------ Recorded data

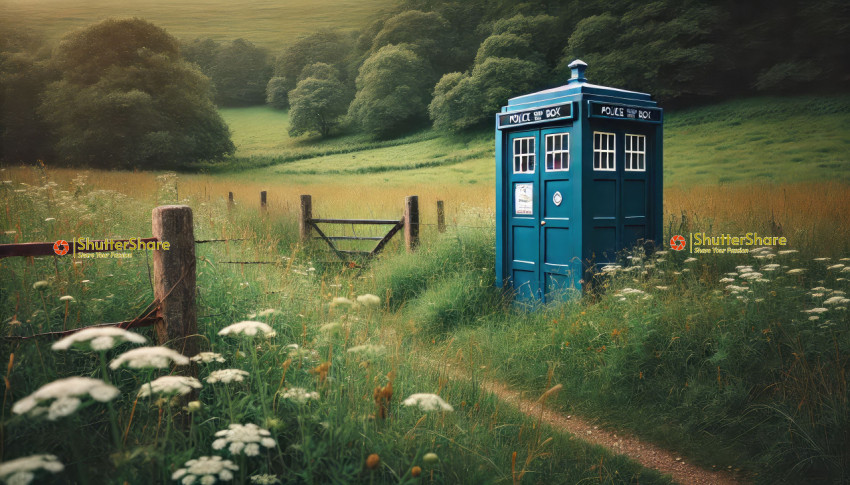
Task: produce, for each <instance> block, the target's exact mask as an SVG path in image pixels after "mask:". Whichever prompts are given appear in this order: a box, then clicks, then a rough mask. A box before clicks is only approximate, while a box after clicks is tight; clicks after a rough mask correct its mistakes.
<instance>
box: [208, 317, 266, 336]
mask: <svg viewBox="0 0 850 485" xmlns="http://www.w3.org/2000/svg"><path fill="white" fill-rule="evenodd" d="M257 332H262V333H263V336H264V337H266V338H271V337H274V336H275V335H276V332H275V331H274V330H272V328H271V327H270V326H269V325H268V324H266V323H263V322H255V321H252V320H245V321H243V322H237V323H234V324H232V325H228V326H226V327H224V328H222V329H221V330H219V331H218V334H219V335H236V334H240V333H241V334H243V335H247V336H249V337H253V336H255V335H257Z"/></svg>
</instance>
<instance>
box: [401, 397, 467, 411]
mask: <svg viewBox="0 0 850 485" xmlns="http://www.w3.org/2000/svg"><path fill="white" fill-rule="evenodd" d="M402 404H404V405H405V406H417V407H419V409H421V410H423V411H454V410H455V408H453V407H452V406H451V404H449V403H447V402H446V401H443V398H441V397H440V396H438V395H436V394H412V395H411V396H410V397H408V398H407V399H405V400H404V401H402Z"/></svg>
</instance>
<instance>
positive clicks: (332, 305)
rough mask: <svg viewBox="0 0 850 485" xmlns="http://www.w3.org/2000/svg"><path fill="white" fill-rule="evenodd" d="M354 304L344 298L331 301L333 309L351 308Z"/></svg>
mask: <svg viewBox="0 0 850 485" xmlns="http://www.w3.org/2000/svg"><path fill="white" fill-rule="evenodd" d="M352 306H354V302H353V301H351V300H349V299H348V298H346V297H344V296H337V297H335V298H334V299H333V300H332V301H331V308H337V307H339V308H351V307H352Z"/></svg>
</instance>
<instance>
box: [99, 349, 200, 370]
mask: <svg viewBox="0 0 850 485" xmlns="http://www.w3.org/2000/svg"><path fill="white" fill-rule="evenodd" d="M172 362H173V363H174V365H188V364H189V358H188V357H186V356H185V355H182V354H180V353H179V352H176V351H174V350H171V349H169V348H166V347H139V348H138V349H133V350H128V351H127V352H124V353H123V354H121V355H119V356H118V357H116V358H115V359H113V360H112V362H110V363H109V367H110V368H112V369H117V368H119V367H121V366H122V365H124V364H127V366H128V367H130V368H133V369H142V368H145V367H156V368H158V369H163V368H165V367H168V366H169V365H171V363H172Z"/></svg>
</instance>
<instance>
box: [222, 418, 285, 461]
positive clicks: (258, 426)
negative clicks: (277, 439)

------------

• _What is expected_:
Since pictures are not part of the copy, set down only the remaining data exactly.

• _Output of the task_:
Task: produce, for each <instance> block, the target's exact mask as an SVG path in image pixels after "mask:". Whichever prompts are given appear in this order: a box, then clicks, then a rough mask. A box before clicks is only approximate, while a box after clicks is tight; clicks after a rough mask correct its mistakes.
<instance>
box: [208, 317, 266, 336]
mask: <svg viewBox="0 0 850 485" xmlns="http://www.w3.org/2000/svg"><path fill="white" fill-rule="evenodd" d="M257 332H262V333H263V336H264V337H266V338H271V337H274V336H275V335H276V332H275V331H274V330H272V328H271V327H270V326H269V325H268V324H266V323H263V322H255V321H252V320H245V321H243V322H237V323H234V324H232V325H228V326H226V327H224V328H222V329H221V330H219V331H218V334H219V335H236V334H240V333H241V334H243V335H247V336H249V337H253V336H255V335H257Z"/></svg>
</instance>
<instance>
box: [401, 397, 467, 411]
mask: <svg viewBox="0 0 850 485" xmlns="http://www.w3.org/2000/svg"><path fill="white" fill-rule="evenodd" d="M402 404H404V405H405V406H417V407H419V409H421V410H423V411H454V410H455V408H453V407H452V406H451V404H449V403H447V402H446V401H443V398H441V397H440V396H438V395H436V394H412V395H411V396H410V397H408V398H407V399H405V400H404V401H402Z"/></svg>
</instance>
<instance>
positive clicks: (332, 305)
rough mask: <svg viewBox="0 0 850 485" xmlns="http://www.w3.org/2000/svg"><path fill="white" fill-rule="evenodd" d="M354 304L344 298L331 301L333 309L351 308Z"/></svg>
mask: <svg viewBox="0 0 850 485" xmlns="http://www.w3.org/2000/svg"><path fill="white" fill-rule="evenodd" d="M352 306H354V302H353V301H351V300H349V299H348V298H346V297H344V296H337V297H335V298H334V299H333V300H332V301H331V308H337V307H339V308H351V307H352Z"/></svg>
</instance>
<instance>
box: [99, 349, 200, 370]
mask: <svg viewBox="0 0 850 485" xmlns="http://www.w3.org/2000/svg"><path fill="white" fill-rule="evenodd" d="M172 362H173V363H174V365H188V364H189V358H188V357H186V356H185V355H182V354H180V353H179V352H176V351H174V350H171V349H169V348H166V347H139V348H138V349H133V350H128V351H127V352H124V353H123V354H121V355H119V356H118V357H116V358H115V359H113V360H112V362H110V363H109V367H110V368H112V369H117V368H119V367H121V366H122V365H124V364H127V366H128V367H130V368H133V369H142V368H145V367H156V368H158V369H163V368H165V367H168V366H169V365H171V363H172Z"/></svg>
</instance>
<instance>
box: [222, 418, 285, 461]
positive clicks: (258, 426)
negative clicks: (277, 439)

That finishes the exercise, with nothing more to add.